Collected data
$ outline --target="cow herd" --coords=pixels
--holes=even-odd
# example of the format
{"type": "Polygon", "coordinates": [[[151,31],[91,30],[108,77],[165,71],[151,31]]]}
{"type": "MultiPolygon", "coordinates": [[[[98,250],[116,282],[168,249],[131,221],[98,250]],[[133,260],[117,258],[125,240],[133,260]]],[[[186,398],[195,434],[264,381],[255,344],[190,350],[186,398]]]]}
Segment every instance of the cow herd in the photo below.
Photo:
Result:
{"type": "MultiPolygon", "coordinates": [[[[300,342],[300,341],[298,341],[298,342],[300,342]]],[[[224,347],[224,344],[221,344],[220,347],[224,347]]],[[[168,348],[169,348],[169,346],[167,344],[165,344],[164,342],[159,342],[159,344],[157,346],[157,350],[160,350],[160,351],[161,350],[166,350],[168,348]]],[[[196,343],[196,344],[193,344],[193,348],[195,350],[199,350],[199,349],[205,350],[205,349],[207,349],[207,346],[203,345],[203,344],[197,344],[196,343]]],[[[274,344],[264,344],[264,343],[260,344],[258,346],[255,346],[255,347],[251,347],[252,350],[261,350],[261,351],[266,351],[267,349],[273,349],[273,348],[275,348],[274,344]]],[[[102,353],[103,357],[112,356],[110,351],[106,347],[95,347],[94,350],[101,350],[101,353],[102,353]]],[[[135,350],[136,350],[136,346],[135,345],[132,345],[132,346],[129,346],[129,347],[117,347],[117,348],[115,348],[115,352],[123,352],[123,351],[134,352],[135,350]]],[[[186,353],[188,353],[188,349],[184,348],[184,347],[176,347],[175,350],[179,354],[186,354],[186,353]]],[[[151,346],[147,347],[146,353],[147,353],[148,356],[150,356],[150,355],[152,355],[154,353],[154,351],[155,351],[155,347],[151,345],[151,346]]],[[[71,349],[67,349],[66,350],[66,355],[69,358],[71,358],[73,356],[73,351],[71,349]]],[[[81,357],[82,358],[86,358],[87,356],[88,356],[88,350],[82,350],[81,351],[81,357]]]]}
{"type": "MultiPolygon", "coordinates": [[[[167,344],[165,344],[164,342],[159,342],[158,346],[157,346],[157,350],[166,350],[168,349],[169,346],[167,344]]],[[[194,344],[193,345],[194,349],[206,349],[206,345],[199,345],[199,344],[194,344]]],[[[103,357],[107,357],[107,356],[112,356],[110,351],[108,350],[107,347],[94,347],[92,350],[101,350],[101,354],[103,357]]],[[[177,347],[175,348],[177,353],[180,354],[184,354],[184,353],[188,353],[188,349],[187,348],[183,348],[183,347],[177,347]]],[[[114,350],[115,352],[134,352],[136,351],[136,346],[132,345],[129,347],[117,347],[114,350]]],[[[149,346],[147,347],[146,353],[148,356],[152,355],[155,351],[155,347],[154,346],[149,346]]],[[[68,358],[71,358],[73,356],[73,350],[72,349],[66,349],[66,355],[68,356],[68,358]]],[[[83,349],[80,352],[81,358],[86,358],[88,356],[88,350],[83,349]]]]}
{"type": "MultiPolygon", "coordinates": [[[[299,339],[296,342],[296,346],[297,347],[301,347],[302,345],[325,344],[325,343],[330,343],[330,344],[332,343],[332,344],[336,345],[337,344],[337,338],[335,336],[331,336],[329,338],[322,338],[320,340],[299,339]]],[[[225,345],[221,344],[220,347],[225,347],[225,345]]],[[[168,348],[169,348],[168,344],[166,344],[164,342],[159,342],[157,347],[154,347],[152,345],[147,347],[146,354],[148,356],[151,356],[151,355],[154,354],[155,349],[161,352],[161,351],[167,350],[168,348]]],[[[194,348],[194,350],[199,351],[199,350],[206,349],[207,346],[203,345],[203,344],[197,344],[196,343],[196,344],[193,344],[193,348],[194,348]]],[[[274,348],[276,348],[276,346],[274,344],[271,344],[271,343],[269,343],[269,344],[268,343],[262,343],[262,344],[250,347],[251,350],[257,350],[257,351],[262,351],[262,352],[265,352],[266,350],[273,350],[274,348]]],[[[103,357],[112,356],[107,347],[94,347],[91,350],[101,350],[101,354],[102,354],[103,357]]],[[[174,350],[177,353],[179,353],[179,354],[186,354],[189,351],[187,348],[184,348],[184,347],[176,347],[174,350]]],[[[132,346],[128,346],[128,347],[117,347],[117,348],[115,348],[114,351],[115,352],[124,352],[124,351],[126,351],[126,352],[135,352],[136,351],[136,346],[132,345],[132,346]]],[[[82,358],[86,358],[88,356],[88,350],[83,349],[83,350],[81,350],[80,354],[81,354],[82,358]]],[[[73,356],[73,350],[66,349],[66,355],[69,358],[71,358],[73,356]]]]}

**TASK STATEMENT**
State how many lines of the data contain the word "herd". Nothing besides the number belongs in the reply.

**SOLUTION TO THIS PROBLEM**
2